- TASK TO CARRY OUT
Scan the records for lines with the word "tufted", and copy every such line.

- RECORDS FOR THIS TASK
-----
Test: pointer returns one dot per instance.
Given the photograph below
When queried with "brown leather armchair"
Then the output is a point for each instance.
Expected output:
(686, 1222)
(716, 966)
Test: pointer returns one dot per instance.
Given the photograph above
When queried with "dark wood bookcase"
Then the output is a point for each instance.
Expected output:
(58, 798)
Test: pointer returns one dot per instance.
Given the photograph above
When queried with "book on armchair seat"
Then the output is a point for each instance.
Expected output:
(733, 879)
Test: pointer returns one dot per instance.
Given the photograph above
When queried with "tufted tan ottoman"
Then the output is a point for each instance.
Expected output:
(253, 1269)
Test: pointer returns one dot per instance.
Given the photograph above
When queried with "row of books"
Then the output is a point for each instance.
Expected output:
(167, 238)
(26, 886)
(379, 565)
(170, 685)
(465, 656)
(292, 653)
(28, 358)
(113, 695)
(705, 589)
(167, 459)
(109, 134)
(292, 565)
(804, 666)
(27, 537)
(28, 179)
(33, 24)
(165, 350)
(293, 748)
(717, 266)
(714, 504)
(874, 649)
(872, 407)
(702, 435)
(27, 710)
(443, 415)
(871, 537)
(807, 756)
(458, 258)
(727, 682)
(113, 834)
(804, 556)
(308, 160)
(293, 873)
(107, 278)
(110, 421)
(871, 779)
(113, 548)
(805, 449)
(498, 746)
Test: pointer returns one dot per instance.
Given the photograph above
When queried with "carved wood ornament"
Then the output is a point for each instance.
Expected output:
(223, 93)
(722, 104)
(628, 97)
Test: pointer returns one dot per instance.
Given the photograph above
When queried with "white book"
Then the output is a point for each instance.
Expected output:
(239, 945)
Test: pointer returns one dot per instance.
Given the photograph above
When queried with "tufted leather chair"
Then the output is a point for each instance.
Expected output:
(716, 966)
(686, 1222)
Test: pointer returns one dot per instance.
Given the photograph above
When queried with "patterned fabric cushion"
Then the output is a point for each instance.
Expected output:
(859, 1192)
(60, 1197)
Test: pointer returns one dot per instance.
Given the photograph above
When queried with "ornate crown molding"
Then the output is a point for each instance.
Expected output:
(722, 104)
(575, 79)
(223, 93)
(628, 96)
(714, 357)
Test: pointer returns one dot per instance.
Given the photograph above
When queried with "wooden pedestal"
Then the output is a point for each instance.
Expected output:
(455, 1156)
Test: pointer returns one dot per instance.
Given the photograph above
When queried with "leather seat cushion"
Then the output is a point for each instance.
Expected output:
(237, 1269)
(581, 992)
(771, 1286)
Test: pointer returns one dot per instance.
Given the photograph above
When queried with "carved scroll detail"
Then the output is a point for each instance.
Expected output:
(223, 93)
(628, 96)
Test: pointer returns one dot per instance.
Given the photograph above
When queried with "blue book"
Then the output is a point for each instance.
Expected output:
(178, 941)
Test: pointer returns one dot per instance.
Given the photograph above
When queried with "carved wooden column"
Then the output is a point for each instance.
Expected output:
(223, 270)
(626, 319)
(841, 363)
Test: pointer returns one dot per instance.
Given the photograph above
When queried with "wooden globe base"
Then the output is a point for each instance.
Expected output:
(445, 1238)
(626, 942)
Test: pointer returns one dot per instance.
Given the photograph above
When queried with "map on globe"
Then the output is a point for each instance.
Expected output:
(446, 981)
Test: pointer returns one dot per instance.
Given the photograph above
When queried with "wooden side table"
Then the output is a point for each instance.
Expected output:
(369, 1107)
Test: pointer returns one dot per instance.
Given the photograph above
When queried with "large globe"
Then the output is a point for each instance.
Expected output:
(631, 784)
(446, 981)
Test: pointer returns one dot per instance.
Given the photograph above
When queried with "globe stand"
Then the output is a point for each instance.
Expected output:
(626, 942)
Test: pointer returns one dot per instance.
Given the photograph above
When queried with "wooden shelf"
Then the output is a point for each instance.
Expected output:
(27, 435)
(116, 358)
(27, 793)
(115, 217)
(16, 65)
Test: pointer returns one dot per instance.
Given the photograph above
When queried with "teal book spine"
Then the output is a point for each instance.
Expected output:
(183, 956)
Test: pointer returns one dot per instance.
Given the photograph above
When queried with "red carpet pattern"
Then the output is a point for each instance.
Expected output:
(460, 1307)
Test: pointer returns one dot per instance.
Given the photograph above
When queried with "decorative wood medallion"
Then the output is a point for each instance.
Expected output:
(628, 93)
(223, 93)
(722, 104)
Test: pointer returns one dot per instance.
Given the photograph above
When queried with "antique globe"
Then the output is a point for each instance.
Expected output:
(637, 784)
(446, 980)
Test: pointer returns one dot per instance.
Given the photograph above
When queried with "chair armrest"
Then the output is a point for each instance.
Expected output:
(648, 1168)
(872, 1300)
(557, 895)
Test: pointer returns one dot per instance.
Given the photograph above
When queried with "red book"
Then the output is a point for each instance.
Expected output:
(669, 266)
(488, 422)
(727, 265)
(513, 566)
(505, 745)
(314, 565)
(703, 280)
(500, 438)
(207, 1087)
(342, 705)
-----
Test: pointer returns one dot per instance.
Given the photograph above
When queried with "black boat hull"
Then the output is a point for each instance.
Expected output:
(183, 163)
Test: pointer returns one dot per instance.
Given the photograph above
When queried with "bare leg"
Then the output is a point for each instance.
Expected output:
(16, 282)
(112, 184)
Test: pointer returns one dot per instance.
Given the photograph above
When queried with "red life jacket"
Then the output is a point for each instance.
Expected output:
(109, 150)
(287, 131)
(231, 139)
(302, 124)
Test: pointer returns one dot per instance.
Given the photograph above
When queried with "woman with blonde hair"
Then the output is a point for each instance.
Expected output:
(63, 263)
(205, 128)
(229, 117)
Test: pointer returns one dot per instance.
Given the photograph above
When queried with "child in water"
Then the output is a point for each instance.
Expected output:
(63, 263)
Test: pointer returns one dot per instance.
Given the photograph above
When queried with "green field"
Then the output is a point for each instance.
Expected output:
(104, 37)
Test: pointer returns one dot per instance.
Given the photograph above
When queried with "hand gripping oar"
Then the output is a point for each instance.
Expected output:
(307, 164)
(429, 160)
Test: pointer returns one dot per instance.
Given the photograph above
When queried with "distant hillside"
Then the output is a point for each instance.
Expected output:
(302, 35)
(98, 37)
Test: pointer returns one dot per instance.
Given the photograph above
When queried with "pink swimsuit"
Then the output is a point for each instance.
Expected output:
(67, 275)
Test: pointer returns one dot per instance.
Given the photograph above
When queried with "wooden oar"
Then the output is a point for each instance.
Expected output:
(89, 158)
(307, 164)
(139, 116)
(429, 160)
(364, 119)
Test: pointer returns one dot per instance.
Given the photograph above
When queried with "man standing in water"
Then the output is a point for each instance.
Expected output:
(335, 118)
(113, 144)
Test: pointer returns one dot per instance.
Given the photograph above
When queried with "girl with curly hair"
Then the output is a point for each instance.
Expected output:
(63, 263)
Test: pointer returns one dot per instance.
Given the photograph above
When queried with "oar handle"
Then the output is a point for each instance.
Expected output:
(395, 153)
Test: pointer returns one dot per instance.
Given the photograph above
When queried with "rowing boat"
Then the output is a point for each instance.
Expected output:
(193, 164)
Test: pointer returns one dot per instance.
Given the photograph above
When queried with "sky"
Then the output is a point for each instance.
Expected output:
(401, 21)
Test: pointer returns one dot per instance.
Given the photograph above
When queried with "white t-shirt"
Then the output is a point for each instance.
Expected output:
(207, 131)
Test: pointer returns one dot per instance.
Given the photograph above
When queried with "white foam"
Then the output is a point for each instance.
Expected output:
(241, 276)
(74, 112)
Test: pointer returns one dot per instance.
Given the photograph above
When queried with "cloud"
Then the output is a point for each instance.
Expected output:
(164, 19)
-----
- RESULT OF THE TASK
When queried with "tufted tan ottoman"
When queried with "tufted leather chair"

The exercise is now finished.